THE TASK> Copy the entries below word for word, from the line with "point: man's arm" through the end of the entries. Reproduce only those lines.

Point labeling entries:
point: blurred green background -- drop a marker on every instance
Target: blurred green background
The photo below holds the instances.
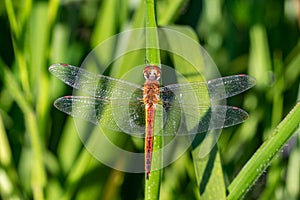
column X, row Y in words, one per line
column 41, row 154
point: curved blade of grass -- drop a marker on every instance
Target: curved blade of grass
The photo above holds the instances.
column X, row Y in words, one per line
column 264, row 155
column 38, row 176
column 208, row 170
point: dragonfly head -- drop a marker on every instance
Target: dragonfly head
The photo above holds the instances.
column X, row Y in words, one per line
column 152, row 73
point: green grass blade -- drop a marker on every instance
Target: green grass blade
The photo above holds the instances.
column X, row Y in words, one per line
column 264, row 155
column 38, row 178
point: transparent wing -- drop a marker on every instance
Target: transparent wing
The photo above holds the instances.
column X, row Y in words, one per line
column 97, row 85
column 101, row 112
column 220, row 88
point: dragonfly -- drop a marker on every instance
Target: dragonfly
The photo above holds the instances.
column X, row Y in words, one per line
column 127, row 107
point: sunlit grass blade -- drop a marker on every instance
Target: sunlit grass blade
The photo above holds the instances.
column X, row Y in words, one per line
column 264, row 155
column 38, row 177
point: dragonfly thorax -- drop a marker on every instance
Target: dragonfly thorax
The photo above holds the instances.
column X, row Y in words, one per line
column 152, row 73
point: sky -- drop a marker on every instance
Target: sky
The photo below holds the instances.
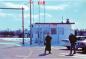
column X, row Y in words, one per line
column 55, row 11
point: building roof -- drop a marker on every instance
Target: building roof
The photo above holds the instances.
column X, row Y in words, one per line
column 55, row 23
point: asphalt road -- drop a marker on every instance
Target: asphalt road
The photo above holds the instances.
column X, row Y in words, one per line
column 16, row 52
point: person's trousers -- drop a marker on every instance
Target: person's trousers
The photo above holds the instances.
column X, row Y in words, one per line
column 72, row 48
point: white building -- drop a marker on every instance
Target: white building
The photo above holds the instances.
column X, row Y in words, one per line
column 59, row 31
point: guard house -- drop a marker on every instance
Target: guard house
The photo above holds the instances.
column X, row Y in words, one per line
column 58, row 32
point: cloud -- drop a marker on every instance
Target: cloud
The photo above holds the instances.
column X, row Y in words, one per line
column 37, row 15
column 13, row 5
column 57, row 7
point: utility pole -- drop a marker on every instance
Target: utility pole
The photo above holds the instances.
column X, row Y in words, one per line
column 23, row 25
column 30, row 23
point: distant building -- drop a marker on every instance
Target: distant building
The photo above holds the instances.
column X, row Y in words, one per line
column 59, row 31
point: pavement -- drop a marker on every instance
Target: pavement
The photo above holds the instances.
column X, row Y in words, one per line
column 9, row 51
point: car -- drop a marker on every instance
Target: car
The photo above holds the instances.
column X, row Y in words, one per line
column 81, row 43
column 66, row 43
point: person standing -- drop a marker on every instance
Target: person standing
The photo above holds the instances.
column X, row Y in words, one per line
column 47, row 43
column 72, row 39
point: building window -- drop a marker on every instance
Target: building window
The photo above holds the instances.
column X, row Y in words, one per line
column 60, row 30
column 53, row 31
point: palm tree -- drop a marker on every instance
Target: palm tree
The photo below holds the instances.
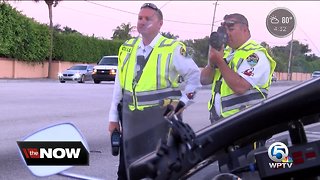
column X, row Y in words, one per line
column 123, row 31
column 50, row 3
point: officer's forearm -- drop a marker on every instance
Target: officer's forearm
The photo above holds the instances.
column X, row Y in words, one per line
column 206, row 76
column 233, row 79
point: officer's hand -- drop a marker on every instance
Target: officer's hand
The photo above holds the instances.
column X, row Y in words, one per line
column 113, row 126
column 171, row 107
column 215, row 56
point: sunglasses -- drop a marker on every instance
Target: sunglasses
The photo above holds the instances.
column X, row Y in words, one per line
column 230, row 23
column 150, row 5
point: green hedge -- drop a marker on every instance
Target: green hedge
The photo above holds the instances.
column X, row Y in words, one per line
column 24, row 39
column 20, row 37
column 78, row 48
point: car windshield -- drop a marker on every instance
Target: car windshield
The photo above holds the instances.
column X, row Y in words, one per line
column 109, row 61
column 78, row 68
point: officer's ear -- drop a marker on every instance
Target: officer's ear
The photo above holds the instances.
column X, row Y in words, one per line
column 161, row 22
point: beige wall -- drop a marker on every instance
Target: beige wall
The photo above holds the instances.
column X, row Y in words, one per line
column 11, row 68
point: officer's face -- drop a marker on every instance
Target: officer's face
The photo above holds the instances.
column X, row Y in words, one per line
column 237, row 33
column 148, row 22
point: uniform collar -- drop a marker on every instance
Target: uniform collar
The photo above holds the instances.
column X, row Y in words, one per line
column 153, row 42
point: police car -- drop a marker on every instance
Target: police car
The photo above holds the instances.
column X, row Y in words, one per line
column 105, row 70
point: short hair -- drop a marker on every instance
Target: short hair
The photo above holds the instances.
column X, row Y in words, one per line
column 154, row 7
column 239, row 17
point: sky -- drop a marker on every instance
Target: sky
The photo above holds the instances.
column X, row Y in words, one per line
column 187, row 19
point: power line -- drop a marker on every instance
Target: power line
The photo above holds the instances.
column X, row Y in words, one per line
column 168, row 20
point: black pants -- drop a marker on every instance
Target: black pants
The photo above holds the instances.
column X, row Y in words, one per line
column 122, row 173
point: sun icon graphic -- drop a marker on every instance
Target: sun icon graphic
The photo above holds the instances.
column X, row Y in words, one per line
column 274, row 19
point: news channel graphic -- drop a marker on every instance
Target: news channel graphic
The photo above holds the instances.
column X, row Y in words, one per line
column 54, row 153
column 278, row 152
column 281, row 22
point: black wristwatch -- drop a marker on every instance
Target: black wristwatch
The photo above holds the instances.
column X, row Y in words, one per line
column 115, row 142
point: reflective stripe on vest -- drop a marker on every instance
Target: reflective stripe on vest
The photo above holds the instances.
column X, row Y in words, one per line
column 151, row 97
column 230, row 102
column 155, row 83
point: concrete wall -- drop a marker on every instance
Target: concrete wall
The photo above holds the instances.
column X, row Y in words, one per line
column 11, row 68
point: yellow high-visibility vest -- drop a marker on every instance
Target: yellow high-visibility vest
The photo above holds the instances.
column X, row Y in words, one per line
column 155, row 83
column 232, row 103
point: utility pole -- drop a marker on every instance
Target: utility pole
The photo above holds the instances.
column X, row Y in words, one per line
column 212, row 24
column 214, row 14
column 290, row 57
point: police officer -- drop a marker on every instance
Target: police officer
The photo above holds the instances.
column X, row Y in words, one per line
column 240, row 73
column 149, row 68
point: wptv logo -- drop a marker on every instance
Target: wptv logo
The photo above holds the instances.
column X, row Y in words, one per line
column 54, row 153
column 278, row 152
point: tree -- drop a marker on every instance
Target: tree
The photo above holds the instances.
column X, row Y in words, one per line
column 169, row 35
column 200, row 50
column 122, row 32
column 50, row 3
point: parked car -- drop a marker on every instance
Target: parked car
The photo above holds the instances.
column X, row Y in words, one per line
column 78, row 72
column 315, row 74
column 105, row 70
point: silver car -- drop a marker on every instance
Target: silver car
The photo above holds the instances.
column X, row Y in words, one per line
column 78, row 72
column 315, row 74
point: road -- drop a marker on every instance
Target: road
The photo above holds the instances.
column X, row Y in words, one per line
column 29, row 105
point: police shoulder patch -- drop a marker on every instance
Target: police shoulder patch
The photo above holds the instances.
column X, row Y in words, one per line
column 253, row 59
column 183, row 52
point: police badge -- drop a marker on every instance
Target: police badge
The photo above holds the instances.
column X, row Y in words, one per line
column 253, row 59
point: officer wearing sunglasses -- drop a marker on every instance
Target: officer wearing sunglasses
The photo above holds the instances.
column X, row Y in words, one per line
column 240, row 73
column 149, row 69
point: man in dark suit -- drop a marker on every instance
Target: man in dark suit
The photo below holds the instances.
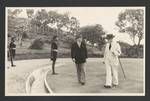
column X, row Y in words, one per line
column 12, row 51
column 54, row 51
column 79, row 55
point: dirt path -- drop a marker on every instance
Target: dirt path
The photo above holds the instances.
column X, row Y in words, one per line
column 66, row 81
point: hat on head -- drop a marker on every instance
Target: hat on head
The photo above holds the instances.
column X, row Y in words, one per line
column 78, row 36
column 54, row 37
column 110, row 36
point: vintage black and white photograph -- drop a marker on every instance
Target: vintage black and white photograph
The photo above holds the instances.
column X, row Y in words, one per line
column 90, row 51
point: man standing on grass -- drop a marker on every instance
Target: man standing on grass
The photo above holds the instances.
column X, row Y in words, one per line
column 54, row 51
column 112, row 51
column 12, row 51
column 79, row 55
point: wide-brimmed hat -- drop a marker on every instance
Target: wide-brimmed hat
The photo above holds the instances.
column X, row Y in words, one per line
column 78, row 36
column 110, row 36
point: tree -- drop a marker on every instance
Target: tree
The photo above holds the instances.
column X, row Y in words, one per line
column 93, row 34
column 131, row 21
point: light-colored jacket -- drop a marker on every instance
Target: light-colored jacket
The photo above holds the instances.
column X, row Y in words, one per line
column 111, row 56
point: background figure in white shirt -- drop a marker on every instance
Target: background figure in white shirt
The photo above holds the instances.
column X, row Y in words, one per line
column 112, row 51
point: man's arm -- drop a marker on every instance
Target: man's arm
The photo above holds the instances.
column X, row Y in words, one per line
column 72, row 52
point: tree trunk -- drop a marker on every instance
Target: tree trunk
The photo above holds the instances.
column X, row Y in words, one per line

REPLY>
point: man's arm -- drop a marker on every instance
Target: man's arm
The photo above holds the instances.
column X, row Y in words, one per line
column 72, row 52
point: tree trunk -- drop a marker on every instance
Target: tree trunk
The photo above holds the instances.
column X, row Y in words, one per line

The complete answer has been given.